练习任务 1
根据阅读材料回答：
(a) 该文发表在哪本期刊上？
(b) 作者所属机构位于哪座城市？
(c) 所固定化的脂肪酶来自哪种微生物？
练习任务 2
照录阅读材料中以“Zhang Shan, Shi”开头、一直到“19;22(7):1205. doi: 10.3390/molecules22071205.”为止的内容。

基于氧化石墨烯（GO）纳米片修饰的ZnO纳米颗粒制备载体用于高效固定化皱褶假丝酵母脂肪酶

Preparation of Carriers Based on ZnO Nanoparticles Decorated on Graphene Oxide (GO) Nanosheets for Efficient Immobilization of Lipase from Candida rugosa.

作者信息

Zhang Shan, Shi Jie, Deng Qianchun, Zheng Mingming, Wan Chuyun, Zheng Chang, Li Ya, Huang Fenghong

机构信息

Hubei Key Laboratory of Lipid Chemistry and Nutrition, Oil Crops and Lipids Process Technology National & Local Joint Engineering Laboratory, Key Laboratory of Oilseeds Processing, Ministry of Agriculture, Oil Crops Research Institute, Chinese Academy of Agricultural Sciences, Wuhan 430062, China.

出版信息

Molecules. 2017 Jul 19;22(7):1205. doi: 10.3390/molecules22071205.

数据摘录

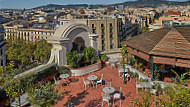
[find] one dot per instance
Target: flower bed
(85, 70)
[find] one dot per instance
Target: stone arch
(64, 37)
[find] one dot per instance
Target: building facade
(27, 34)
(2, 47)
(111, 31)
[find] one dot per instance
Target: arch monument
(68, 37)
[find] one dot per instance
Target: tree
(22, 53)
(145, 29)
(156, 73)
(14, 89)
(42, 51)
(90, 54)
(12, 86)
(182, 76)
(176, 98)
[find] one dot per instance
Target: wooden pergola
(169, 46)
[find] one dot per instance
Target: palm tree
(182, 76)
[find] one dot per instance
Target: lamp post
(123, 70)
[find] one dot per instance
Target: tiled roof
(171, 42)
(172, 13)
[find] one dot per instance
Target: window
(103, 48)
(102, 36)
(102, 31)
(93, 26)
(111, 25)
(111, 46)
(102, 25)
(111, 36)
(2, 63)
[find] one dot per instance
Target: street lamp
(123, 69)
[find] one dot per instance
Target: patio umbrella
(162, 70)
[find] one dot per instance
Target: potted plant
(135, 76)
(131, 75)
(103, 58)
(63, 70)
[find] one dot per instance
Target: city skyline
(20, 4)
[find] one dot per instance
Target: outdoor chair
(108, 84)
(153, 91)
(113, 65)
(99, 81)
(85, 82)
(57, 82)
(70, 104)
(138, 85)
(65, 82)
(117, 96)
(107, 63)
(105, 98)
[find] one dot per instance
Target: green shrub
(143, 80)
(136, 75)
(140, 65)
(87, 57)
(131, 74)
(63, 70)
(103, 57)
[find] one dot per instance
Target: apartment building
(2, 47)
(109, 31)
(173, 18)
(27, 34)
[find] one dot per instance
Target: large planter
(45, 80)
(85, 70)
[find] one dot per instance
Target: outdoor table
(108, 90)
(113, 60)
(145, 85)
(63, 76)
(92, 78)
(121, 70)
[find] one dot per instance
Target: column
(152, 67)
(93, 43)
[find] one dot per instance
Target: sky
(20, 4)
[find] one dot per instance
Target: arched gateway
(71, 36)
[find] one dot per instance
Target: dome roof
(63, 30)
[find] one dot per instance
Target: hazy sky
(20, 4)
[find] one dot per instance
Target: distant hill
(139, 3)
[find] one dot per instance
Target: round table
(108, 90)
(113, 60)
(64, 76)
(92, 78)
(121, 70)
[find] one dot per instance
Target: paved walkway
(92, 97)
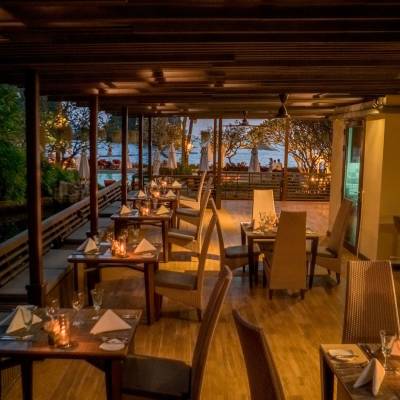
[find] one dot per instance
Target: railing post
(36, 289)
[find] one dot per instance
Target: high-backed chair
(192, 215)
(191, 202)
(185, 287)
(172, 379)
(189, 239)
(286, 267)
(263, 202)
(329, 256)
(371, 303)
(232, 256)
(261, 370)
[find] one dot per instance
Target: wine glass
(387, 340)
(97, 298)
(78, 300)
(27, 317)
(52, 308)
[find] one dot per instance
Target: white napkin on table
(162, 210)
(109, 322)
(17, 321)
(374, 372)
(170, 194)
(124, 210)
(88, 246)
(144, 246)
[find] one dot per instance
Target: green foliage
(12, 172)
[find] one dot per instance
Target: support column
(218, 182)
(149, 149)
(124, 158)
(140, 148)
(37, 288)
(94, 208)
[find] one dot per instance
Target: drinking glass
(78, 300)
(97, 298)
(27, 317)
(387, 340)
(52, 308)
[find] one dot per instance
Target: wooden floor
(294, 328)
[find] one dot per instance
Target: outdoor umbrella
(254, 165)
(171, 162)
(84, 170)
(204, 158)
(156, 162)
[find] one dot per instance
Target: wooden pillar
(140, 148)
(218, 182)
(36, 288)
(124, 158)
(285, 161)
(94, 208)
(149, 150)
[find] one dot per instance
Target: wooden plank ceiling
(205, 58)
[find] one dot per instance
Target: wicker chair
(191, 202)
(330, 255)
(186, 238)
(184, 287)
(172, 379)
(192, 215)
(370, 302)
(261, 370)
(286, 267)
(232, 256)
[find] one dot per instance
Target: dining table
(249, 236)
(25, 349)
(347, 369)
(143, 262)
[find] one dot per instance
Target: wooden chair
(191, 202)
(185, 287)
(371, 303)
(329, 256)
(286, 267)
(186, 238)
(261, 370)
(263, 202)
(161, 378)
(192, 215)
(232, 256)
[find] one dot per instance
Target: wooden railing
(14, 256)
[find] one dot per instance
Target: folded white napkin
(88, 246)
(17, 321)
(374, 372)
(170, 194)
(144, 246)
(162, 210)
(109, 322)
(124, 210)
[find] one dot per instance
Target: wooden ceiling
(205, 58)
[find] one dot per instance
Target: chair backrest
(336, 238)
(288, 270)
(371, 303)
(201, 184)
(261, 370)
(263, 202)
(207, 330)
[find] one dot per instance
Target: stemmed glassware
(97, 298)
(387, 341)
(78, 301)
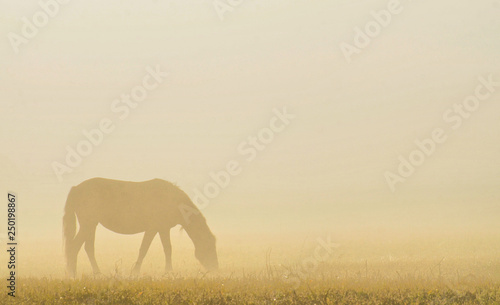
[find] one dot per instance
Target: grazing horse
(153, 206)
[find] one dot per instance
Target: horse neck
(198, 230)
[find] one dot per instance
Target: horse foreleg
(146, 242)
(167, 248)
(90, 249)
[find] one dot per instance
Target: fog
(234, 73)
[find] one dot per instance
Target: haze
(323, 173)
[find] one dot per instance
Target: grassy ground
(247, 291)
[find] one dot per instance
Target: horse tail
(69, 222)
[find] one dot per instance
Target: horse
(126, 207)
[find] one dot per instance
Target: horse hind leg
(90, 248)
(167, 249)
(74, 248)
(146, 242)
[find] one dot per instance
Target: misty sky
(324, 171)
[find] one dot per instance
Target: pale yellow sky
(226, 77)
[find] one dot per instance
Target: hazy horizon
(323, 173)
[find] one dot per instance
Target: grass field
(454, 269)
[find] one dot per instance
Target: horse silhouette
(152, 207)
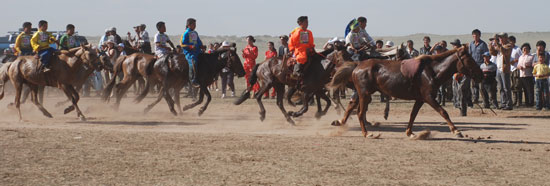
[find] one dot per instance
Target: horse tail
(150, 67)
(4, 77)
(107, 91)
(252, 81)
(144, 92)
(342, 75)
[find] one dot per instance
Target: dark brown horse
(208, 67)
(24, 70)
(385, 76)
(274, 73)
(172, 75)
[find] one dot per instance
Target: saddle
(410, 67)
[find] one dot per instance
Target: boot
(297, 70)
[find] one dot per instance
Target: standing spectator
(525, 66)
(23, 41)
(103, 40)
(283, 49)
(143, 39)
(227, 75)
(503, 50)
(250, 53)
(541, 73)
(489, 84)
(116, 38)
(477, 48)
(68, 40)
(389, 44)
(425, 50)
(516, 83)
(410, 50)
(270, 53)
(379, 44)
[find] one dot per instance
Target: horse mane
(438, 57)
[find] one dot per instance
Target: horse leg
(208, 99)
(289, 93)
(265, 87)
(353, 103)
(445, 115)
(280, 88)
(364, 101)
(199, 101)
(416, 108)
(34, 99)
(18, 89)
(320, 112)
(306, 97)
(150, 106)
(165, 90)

书面回答 1
(a) Molecules
(b) 武汉（Wuhan）
(c) 皱褶假丝酵母（Candida rugosa）

书面回答 2
Zhang Shan, Shi Jie, Deng Qianchun, Zheng Mingming, Wan Chuyun, Zheng Chang, Li Ya, Huang Fenghong

机构信息

Hubei Key Laboratory of Lipid Chemistry and Nutrition, Oil Crops and Lipids Process Technology National & Local Joint Engineering Laboratory, Key Laboratory of Oilseeds Processing, Ministry of Agriculture, Oil Crops Research Institute, Chinese Academy of Agricultural Sciences, Wuhan 430062, China.

出版信息

Molecules. 2017 Jul 19;22(7):1205. doi: 10.3390/molecules22071205.